Now, after two World Wars and the escalating urbanization of the U.S., which has affected everything and everywhere in the country, what is two-hundred-year-old Nelson like? Easier to say what it isn’t like. It is not a neatly restored little show place with sparkling white houses that appeal to the rich and retired, although it has a couple of freshly painted white houses. It is not a resort, although the population increases by two thirds in the summer with non-residents who vote elsewhere, but it never seems much bigger except maybe right around Granite and Nubanusit lakes. It is not agrarian and it is not a bedroom town for nearby Keene although there are those who live here and work in Keene. Artsy-craftsy it is not, although several writers and artists live in it. Despite a decline in permanent population, it has some rich people, some poor, most middling; it includes the elderly, middle-aged and kids in pretty good proportion. So it’s a town, alive and very much its special self.
In a way it is true to its inheritance. A good many adult inhabitants do at least a couple of things in order to stay here. Our Town Moderator, for instance, is Clerk of the House of the New Hampshire Legislature in season, guides hunters in the fall, is a part-time working artist and a part-time innkeeper. His brother guides, boards dogs, some of which his wife trains as hunters when she isn’t painting or teaching painting, and earns the bulk of his living as a columnist, essayist and biographer. (He’s given up ski instructing and building houses but he still plays a peachy flute in square dance ensembles.) Their cousin teaches history in a nearby college, while lumbering his land, among other strenuous enterprises, and one man, a retired professor, is the most expert repairer of antique furniture north of the Metropolitan Museum. It’s like that.

--- Supplied entries ---
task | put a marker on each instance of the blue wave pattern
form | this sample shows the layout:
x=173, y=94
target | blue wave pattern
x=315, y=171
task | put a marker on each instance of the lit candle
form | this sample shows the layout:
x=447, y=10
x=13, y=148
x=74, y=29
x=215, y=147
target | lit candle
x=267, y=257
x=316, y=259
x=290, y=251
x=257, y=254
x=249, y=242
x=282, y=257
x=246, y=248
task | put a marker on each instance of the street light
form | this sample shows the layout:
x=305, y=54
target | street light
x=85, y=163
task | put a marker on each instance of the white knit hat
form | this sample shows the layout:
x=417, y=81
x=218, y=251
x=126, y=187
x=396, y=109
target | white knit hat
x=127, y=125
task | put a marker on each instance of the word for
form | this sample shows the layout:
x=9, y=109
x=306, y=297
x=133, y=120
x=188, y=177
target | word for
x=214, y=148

--- To do ---
A – In the passage about Nelson, by how much does the town's population grow in the summer?
B – Retype the passage about Nelson from "In a way it" up to and including "It’s like that.".
C – Continue the passage about Nelson, starting right after its final sentence.
The records have no connection to the passage about Nelson.

--- Answers to the exercise ---
A – It increases by two thirds.

B –
In a way it is true to its inheritance. A good many adult inhabitants do at least a couple of things in order to stay here. Our Town Moderator, for instance, is Clerk of the House of the New Hampshire Legislature in season, guides hunters in the fall, is a part-time working artist and a part-time innkeeper. His brother guides, boards dogs, some of which his wife trains as hunters when she isn’t painting or teaching painting, and earns the bulk of his living as a columnist, essayist and biographer. (He’s given up ski instructing and building houses but he still plays a peachy flute in square dance ensembles.) Their cousin teaches history in a nearby college, while lumbering his land, among other strenuous enterprises, and one man, a retired professor, is the most expert repairer of antique furniture north of the Metropolitan Museum. It’s like that.

C –
You can’t get in, though, just because you, too, are a jack of several trades, like me. In spite of certain economic pinches, practically nobody who owns land in the area of Nelson likes to part with it. They are all land misers. I lucked in. You see, I just happened to be looking about in the Monadnock region for a bit of property on which to build a hut so I could get out of New York City and write a lot more books. I just happened to have a friend in Nelson, a colleague from journalism days, Helen Milbank, and she said you should live here where I do and I said where’s that? I didn’t know Nelson then from the statue in Trafalgar Square. We looked about, but no soap. Then I met Newt Tolman, whose ardent literary fan I already was, and conned him into parting with a smidgen of overgrown earth – once wilderness, then farm, now back to forest again – up a mountain known as City Hill. He only asked one question after he decided he might let me have it: “Are you dirt or hardtop?” I said, “Dirt.” (So now I can’t get down the hill at all in mud season.)
That is the key question if you ever get the same chance. Don’t say dirt to a hard-topper or vice versa.
Even if you never think of trying to live here, I along with the other 400 odd permanent citizens cordially invite you to come to Nelson’s birthday party. It will be going on all summer.